======== Kutipan Pilihan ========

5.      Pesan Moral PPL
Poin terakhir gue yaitu pesan moral PPL. Sebenarnya banyak hikmah yang bisa diambil setelah sebulan lebih gue PPL di Sminam. Tapi gue ambil garis besarnya aja, yaitu :
a.    Pertama, pesan moral yang ngena banget buat gue dan menghancurkan mimpi masa kecil gue adalah : Poligami itu ga enak! Sewaktu kecil dulu gue pernah punya impian untuk poligami (parah banget impian gue), namun setelah PPL ini gue ngerasa Poligami itu bukan hal yang menarik lagi. Alasannya adalah, seperti yang gue bilang di atas, hidup bareng 8 perempuan itu ga enak. Meskipun Poligami maksimal hanya boleh beristrikan 4 orang tapi rasanya gue udah nyerah duluan. Untuk memahami satu orang saja gue harus menghabiskan waktu seumur hidup, itupun sampe sekarang ga paham-paham apalagi mau ngertiin 4 orang. Mustahil! Jadi mulai sekarang poligami udah gue hapus dari to-do list gue.

========

» Tugas yang Diberikan: Tolong cetak ulang seluruh kutipan tentang pesan moral PPL di atas tanpa mengubah apa pun.

======== Data Hasil Ekstraksi ========

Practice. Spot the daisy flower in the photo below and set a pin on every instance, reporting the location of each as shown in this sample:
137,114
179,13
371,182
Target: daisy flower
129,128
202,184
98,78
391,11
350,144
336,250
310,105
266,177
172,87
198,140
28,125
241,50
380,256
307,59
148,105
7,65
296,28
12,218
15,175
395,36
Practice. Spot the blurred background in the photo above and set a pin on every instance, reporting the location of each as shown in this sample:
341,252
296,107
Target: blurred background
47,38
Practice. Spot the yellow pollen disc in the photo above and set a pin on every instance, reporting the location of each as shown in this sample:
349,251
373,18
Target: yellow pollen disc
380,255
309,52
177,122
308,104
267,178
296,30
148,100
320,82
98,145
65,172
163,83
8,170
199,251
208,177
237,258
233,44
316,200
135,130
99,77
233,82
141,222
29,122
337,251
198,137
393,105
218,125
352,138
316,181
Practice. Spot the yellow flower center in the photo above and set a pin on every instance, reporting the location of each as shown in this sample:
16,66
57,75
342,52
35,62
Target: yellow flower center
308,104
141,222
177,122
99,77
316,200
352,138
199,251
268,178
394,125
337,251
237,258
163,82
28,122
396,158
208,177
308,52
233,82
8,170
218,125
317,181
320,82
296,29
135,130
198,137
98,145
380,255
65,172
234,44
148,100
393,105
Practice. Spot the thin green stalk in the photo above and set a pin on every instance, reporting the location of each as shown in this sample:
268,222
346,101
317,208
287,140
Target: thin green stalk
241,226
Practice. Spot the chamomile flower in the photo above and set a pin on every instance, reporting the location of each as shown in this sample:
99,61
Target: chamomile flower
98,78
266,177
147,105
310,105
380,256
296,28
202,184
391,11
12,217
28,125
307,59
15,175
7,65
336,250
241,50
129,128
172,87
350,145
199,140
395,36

========

» Jawaban Lengkap:
5.      Pesan Moral PPL
Poin terakhir gue yaitu pesan moral PPL. Sebenarnya banyak hikmah yang bisa diambil setelah sebulan lebih gue PPL di Sminam. Tapi gue ambil garis besarnya aja, yaitu :
a.    Pertama, pesan moral yang ngena banget buat gue dan menghancurkan mimpi masa kecil gue adalah : Poligami itu ga enak! Sewaktu kecil dulu gue pernah punya impian untuk poligami (parah banget impian gue), namun setelah PPL ini gue ngerasa Poligami itu bukan hal yang menarik lagi. Alasannya adalah, seperti yang gue bilang di atas, hidup bareng 8 perempuan itu ga enak. Meskipun Poligami maksimal hanya boleh beristrikan 4 orang tapi rasanya gue udah nyerah duluan. Untuk memahami satu orang saja gue harus menghabiskan waktu seumur hidup, itupun sampe sekarang ga paham-paham apalagi mau ngertiin 4 orang. Mustahil! Jadi mulai sekarang poligami udah gue hapus dari to-do list gue.